───── Task input ─────

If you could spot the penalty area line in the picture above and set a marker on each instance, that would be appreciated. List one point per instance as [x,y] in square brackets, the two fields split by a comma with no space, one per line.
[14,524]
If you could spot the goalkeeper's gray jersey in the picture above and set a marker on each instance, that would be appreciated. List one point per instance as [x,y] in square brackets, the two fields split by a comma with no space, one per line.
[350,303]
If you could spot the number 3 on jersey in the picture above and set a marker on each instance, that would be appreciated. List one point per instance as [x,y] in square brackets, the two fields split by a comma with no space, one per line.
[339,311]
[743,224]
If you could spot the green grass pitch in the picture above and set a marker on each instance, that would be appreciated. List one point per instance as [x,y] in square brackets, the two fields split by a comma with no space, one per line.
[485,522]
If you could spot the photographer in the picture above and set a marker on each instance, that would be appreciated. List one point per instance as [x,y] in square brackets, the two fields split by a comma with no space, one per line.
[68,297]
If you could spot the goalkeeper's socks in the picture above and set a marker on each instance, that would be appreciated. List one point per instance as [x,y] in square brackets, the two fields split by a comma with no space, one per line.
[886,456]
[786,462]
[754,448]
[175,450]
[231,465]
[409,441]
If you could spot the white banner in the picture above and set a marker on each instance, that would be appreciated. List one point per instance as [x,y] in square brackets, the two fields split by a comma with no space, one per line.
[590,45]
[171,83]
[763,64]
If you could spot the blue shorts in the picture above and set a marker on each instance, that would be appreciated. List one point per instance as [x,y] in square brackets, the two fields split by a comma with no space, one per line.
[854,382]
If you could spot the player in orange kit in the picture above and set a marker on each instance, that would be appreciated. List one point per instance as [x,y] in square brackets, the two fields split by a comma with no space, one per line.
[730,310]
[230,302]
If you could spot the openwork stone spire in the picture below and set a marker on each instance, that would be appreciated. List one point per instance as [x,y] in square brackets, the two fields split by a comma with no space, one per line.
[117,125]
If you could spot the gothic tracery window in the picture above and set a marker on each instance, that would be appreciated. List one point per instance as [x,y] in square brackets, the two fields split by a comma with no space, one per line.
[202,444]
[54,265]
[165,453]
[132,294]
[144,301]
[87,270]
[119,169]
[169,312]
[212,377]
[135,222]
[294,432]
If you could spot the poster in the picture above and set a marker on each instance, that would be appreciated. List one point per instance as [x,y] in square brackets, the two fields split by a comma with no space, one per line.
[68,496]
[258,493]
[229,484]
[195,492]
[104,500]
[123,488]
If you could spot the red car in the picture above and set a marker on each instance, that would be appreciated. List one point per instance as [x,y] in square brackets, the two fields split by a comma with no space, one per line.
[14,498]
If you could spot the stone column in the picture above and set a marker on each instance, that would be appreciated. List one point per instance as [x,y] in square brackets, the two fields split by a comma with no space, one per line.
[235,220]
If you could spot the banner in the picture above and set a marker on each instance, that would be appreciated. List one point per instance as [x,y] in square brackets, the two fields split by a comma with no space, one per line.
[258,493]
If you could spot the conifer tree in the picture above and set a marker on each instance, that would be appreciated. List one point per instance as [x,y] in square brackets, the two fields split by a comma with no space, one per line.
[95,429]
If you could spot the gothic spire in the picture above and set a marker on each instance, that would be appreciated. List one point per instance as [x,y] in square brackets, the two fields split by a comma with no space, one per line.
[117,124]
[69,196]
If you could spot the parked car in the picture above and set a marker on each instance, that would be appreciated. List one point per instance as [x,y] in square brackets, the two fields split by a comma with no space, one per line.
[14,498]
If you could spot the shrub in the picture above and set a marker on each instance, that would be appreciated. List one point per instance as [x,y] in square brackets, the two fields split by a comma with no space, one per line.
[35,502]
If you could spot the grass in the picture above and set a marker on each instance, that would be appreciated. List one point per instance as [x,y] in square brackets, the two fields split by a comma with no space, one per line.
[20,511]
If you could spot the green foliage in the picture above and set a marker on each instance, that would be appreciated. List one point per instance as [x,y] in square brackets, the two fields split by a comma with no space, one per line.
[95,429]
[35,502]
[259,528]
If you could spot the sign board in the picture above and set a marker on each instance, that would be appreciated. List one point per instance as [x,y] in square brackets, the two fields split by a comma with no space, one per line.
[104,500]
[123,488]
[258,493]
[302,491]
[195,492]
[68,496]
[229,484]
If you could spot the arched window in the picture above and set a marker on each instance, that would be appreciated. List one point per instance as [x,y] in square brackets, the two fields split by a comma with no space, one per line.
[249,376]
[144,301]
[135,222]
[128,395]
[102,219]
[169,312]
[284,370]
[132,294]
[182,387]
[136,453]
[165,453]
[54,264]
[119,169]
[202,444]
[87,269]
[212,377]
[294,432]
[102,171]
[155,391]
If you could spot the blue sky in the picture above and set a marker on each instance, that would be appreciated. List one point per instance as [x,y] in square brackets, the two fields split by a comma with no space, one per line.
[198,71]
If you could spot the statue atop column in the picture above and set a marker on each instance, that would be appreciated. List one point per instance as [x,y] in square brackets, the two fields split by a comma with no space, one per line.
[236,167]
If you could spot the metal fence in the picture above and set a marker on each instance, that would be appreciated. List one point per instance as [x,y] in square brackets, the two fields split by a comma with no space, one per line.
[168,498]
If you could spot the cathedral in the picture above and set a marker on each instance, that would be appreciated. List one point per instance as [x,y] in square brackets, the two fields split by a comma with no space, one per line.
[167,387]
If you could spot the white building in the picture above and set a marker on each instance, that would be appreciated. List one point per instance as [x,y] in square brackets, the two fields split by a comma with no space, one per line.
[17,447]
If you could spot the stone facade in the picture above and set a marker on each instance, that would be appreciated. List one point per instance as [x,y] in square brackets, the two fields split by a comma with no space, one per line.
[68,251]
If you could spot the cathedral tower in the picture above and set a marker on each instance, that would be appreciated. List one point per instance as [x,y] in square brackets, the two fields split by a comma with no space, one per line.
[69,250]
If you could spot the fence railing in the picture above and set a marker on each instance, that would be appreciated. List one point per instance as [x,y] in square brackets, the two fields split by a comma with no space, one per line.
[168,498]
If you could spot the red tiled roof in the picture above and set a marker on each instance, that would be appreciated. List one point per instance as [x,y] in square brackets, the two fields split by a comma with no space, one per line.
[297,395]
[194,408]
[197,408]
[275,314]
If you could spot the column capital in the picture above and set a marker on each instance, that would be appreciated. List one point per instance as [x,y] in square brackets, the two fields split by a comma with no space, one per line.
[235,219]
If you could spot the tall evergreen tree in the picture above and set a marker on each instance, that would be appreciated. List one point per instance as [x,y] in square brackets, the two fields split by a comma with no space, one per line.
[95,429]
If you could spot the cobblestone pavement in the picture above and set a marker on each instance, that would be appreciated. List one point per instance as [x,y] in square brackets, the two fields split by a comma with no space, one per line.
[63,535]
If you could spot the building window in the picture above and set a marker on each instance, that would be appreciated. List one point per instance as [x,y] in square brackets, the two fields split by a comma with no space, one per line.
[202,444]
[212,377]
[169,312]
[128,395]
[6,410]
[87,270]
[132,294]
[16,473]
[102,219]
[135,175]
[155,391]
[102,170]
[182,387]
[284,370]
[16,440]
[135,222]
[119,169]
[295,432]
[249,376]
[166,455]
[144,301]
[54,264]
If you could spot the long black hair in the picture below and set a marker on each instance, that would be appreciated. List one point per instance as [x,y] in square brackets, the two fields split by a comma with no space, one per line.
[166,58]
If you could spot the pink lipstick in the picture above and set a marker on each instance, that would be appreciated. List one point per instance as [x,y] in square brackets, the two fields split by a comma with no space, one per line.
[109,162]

─────

Everything in the listing above needs to be copied exactly.

If you could spot the penalty area line in the picture above and set a marker on each instance, that would be appreciated. List one point per instance as [x,y] in square brackets, the two fields split by a comma with no space, one per line.
[14,524]
If you could spot the goalkeeper's gray jersey in the picture above and set a marker on each instance, that would be appreciated. List one point per instance as [x,y] in square brackets, the two fields split by a comma with no space, one per line.
[350,303]
If you could spot the number 3 on jersey in the picture above and set a marker on each instance, that would be appreciated. List one point per instance as [x,y] in square brackets, the two fields split by a comma with no space, one per line.
[339,311]
[743,224]
If you could spot the green grass pitch in the picture above and set a marker on each instance, that would be appreciated. List one point per instance as [x,y] in square brackets, the two fields split by a comma with no space, one per line.
[485,522]
If you could spot the photographer in the picture above and set a marker on each instance, that would be appreciated. List one point per instance as [x,y] in square brackets, the two fields split by a comma with no space, one per line.
[68,297]
If you could spot the goalkeeper's socks in the picture above and set a marker on each instance, that would be appreciated. List one point per instance as [x,y] in square brackets, the two fields split by a comma with no space, one per line.
[886,456]
[786,462]
[754,448]
[175,450]
[231,465]
[409,441]
If you could spot the white banner in the picture above and set a marker on each instance, that would be appreciated. List one point per instance as [x,y] in square brackets, the two fields split by a comma with no space, one per line.
[590,45]
[171,83]
[763,64]
If you could spot the blue shorts in the picture above and set a marker on each instance, that would be appreciated. List one point per instance as [x,y] in square brackets, the two fields split by a comma with no space, one per line.
[854,382]
If you could spot the player in orange kit in the picture above and set a marker on each instance, that would be appreciated. List one point per instance as [x,y] in square brackets, the two fields split by a comma with no space, one per line.
[730,310]
[230,302]
If you could spot the openwork stone spire in the picture below and set a marker on each instance, that would be appreciated. List one point per instance as [x,y] in square brackets, the two fields split by a comma with no space, one per line.
[117,125]
If you could spot the gothic tracery window in the picture above and set a marker on each instance, that would be appreciated. List one point per instance as [x,y] in square brackets, the two fields split by a comma with no space, one per line.
[202,444]
[54,265]
[165,453]
[132,294]
[144,301]
[87,270]
[119,169]
[169,312]
[212,377]
[135,222]
[294,432]
If you could spot the poster in the picture above and set a marker on each instance, that would be appreciated. List one point per instance as [x,y] in square brackets, the two fields split by a comma with no space, one per line.
[68,496]
[258,493]
[229,484]
[195,492]
[104,500]
[123,488]
If you could spot the red car in the picture above and set a marker on each instance, that would be appreciated. List one point per instance as [x,y] in square brackets, the two fields split by a comma with no space, one per line.
[14,498]
If you could spot the stone column in the picture above and set a marker on each instance, that would be appreciated. List one point per instance as [x,y] in square brackets, the two fields split by a comma with no space, one per line.
[235,220]
If you could spot the banner in the picture above and set a marker on each instance, that would be appreciated. List one point per instance as [x,y] in square brackets, the two fields split by a comma with no space, one per line.
[258,493]
If you could spot the conifer tree in the picture above and set a marker on each instance, that would be appreciated. List one point per instance as [x,y] in square brackets, the two fields split by a comma with no space, one per line.
[95,429]
If you could spot the gothic spire in the picture above and set a marker on each instance, that would be appreciated. List one point per instance as [x,y] in square brackets, the two fields split by a comma with no space, one per line.
[117,124]
[69,196]
If you could spot the parked car in the picture above and set a marker on each instance, that would be appreciated. List one point per instance as [x,y] in square brackets, the two fields split by a comma with no space, one per line.
[14,498]
If you could spot the shrub in the picture above and set a marker on each instance, that would be appreciated. List one point per instance as [x,y] in square brackets, the two fields split by a comma with no space, one per line.
[35,502]
If you could spot the grass in the picture above and set a marker on each instance, that would be appreciated. List one point per instance as [x,y] in square brackets, the two fields split by a comma with no space, one per line.
[20,511]
If you could spot the green foliage in the picture above and set a marker on each instance, that would be appreciated. List one point per instance as [x,y] in square brackets, the two fields split by a comma with no space, one per line.
[95,429]
[35,502]
[259,528]
If you could spot the sign board in the picture above and set a marker on each instance, that would be appreciated. List one point per instance as [x,y] in square brackets, the two fields split by a comma with no space, one per line.
[104,500]
[123,488]
[258,493]
[302,491]
[195,492]
[68,496]
[229,484]
If you could spot the arched window in the picture above and set a marker on each instance, that would be appreciated. List one point per instance as [x,y] in square brackets, the two fields split by a comma with no space, one per line.
[249,376]
[144,301]
[135,222]
[128,395]
[102,219]
[169,312]
[284,370]
[132,294]
[182,387]
[136,453]
[165,453]
[54,264]
[119,169]
[202,444]
[87,269]
[212,377]
[294,432]
[102,171]
[155,391]
If you could spot the blue sky in the picture above and set a marker on each instance, that would be appreciated. List one point per instance as [x,y] in square brackets, the two fields split by a comma with no space, one per line.
[198,71]
If you could spot the statue atop column in the picture above and set a marker on each instance, that would be appreciated. List one point per instance as [x,y] in square brackets, the two fields split by a comma with no space, one per line.
[236,167]
If you could spot the metal fence in the picture above and set a marker on each instance, that would be appreciated. List one point per instance as [x,y] in square brackets, the two fields split by a comma with no space, one per line.
[168,498]
If you could spot the cathedral in the picture above and set a marker on each instance, that would be appreciated. List one point per instance as [x,y] in square brackets, the two fields split by a comma with no space, one per line.
[167,387]
If you could spot the white building in the picture above and set a marker on each instance, that would be appreciated. List one point per instance as [x,y] in square brackets, the two fields split by a comma with no space, one per line.
[17,447]
If you could spot the stone facade in the picture above and set a marker on each instance, that would be appreciated. List one point per instance as [x,y] in square brackets, the two fields split by a comma with no space, one per line.
[68,251]
If you could spot the cathedral tower in the picture above and set a marker on each instance, that would be appreciated. List one point per instance as [x,y] in square brackets, the two fields split by a comma with no space, one per line.
[69,250]
If you could spot the fence railing in the picture above and set a marker on each instance, that would be appreciated. List one point per instance as [x,y] in square brackets, the two fields split by a comma with no space, one per line.
[168,498]
If you could spot the red tiled roof in the picture above and set a marker on each instance, that would be appreciated. List one point per instance as [x,y] in square brackets, the two fields split by a comma with no space, one per line.
[297,395]
[194,408]
[197,408]
[275,314]
If you could spot the column capital in the picture above and set a marker on each instance, that would be appreciated. List one point per instance as [x,y] in square brackets, the two fields split by a comma with no space, one per line.
[235,219]
If you could spot the tall evergreen tree in the picture above and set a marker on each instance, that would be appreciated. List one point per instance as [x,y] in square brackets, the two fields split by a comma with no space, one per line.
[95,429]
If you could spot the cobblestone pavement in the picture above and set a marker on each instance, that would be appreciated. List one point per instance as [x,y] in square brackets, the two fields split by a comma with no space, one per line.
[63,535]
If you could spot the building window in the picture above and set a marker on each instance, that would be appreciated. List one point per instance as [x,y] in square brackets, the two fields split by a comma with no space, one per line.
[202,444]
[212,377]
[169,312]
[128,395]
[6,410]
[87,270]
[132,294]
[16,473]
[102,219]
[135,175]
[155,391]
[102,170]
[182,387]
[284,370]
[16,440]
[135,222]
[119,169]
[295,432]
[249,376]
[166,455]
[144,301]
[54,264]
If you could spot the long black hair in the picture below and set a marker on each instance, that would be appreciated. List one point per instance as [x,y] in square brackets, the two fields split by a comma with no space, one per line.
[166,58]
If you could spot the pink lipstick in the picture above and set a marker on each instance, that would be appreciated. List one point per instance as [x,y] in square brackets, the two fields split by a comma with no space, one per line.
[109,162]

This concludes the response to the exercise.